SHORT PROBLEM:
Put the lines of the data below into a numbered list, from the line with "Give the segmentation of every instance of the dog." up to and including the line with "List every instance of the dog here.", leaving out any blank lines.

INPUT RECORDS:
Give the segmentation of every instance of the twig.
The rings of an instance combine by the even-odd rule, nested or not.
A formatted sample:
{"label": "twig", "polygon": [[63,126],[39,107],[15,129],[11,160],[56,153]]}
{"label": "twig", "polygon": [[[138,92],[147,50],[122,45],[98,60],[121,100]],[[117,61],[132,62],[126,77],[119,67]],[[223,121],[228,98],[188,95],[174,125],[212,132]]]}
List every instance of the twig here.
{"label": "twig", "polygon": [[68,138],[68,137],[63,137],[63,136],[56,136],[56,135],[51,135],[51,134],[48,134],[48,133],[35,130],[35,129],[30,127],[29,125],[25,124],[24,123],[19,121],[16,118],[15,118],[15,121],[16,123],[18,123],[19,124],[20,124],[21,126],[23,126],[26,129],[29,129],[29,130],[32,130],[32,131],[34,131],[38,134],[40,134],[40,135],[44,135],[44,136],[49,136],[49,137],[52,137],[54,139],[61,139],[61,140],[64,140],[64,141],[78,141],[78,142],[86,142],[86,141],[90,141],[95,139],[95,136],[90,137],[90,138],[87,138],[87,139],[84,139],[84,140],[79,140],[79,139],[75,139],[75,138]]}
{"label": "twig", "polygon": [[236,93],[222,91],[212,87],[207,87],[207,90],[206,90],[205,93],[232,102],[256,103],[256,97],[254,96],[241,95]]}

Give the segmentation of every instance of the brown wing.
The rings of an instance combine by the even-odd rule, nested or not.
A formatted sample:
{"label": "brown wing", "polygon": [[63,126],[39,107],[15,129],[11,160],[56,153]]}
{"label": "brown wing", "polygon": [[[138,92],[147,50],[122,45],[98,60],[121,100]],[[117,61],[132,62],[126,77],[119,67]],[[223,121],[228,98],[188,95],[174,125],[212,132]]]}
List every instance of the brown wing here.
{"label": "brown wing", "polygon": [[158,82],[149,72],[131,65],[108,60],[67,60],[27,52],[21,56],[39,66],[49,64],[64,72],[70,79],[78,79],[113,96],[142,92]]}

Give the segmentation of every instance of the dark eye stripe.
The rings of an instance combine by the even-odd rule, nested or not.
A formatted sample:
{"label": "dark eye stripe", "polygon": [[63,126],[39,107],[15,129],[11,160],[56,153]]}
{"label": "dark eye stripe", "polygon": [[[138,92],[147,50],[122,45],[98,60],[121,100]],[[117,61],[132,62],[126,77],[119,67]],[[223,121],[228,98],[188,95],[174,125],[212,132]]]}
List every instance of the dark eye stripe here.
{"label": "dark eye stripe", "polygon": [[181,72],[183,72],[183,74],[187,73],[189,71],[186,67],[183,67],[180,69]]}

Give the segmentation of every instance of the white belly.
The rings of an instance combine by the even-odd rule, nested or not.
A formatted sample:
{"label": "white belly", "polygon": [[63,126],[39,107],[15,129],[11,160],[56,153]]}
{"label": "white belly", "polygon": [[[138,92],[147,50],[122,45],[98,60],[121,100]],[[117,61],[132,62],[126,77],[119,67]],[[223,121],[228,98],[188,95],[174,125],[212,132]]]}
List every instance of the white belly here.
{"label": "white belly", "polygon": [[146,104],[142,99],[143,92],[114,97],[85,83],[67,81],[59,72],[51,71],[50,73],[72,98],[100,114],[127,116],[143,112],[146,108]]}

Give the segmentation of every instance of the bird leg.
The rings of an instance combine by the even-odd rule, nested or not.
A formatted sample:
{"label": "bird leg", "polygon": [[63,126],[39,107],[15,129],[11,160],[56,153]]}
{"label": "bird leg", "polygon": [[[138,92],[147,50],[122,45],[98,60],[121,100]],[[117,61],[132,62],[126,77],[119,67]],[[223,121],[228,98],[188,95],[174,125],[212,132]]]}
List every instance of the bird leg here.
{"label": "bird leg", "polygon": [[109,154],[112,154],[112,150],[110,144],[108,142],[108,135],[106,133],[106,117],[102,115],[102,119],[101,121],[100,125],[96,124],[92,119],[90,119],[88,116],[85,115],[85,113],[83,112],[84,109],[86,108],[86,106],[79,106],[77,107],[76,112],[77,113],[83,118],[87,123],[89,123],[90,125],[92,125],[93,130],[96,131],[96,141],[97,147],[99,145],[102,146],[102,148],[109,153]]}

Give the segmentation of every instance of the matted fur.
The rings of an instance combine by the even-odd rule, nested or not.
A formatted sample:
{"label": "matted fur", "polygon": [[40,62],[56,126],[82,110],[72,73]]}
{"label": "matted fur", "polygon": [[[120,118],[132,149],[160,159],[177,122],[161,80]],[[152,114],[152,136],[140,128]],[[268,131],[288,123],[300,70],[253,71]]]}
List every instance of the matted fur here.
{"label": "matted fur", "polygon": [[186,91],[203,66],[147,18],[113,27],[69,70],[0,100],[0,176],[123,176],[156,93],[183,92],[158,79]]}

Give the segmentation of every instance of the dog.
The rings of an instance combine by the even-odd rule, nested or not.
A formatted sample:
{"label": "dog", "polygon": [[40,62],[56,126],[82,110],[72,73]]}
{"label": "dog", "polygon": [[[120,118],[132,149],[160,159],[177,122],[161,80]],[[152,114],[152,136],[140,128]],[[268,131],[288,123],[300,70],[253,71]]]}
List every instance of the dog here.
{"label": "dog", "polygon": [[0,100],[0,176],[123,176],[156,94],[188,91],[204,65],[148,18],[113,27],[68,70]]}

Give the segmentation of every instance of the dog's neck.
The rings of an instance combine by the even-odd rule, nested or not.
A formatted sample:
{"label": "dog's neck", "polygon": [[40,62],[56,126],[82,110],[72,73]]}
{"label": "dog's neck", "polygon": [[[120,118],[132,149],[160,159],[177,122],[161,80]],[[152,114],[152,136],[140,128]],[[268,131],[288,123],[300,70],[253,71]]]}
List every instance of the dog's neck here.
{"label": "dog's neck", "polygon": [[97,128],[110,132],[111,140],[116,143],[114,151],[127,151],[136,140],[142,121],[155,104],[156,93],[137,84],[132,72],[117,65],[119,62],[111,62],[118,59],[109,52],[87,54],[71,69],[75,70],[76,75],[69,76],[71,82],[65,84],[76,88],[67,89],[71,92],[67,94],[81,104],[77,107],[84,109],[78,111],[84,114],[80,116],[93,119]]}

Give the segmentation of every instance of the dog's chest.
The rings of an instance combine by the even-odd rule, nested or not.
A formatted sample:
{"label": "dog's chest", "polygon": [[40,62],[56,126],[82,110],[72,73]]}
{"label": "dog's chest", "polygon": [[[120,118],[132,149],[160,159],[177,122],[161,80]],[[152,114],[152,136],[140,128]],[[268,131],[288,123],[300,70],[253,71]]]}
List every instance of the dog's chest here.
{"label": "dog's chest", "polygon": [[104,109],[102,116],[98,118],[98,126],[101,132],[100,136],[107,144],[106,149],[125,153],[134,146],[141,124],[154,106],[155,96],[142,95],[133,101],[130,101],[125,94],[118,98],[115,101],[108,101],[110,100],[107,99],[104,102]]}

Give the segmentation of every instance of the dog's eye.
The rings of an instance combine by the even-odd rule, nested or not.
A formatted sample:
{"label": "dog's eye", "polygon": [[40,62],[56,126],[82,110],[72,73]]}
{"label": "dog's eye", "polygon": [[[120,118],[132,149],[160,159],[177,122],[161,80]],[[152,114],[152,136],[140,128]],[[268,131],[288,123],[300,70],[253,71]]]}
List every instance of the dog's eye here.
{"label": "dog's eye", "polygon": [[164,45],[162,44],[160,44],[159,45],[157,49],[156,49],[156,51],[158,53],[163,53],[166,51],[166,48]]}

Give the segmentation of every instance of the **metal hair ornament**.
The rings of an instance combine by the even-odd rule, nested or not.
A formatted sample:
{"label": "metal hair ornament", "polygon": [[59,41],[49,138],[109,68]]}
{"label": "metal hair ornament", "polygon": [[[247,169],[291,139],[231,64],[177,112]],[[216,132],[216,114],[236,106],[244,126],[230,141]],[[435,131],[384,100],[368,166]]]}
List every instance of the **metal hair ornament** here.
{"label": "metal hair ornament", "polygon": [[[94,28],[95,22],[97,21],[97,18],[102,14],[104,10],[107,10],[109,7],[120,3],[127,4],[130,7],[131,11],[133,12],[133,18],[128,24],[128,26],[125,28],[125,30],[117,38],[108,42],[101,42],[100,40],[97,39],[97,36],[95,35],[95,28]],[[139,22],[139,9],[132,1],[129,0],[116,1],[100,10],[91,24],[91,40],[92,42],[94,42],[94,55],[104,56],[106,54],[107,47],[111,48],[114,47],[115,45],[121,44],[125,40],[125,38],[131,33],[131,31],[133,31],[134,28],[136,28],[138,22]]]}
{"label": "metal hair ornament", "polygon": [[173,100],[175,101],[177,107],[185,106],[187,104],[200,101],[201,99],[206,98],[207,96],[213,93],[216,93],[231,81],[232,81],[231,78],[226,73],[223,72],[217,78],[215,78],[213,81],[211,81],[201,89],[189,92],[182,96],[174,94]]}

OUTPUT FOR THIS TASK:
1. Give the segmentation of every instance of the dog.
2. The rings of an instance combine by the even-odd rule, nested or not.
3. A formatted sample:
4. {"label": "dog", "polygon": [[40,62],[56,126],[82,110],[72,73]]}
5. {"label": "dog", "polygon": [[[120,118],[132,149],[160,159],[177,122],[161,80]],[[152,114],[152,136],[140,128]],[[268,131],[288,123],[300,70],[253,71]]]}
6. List every instance of the dog here.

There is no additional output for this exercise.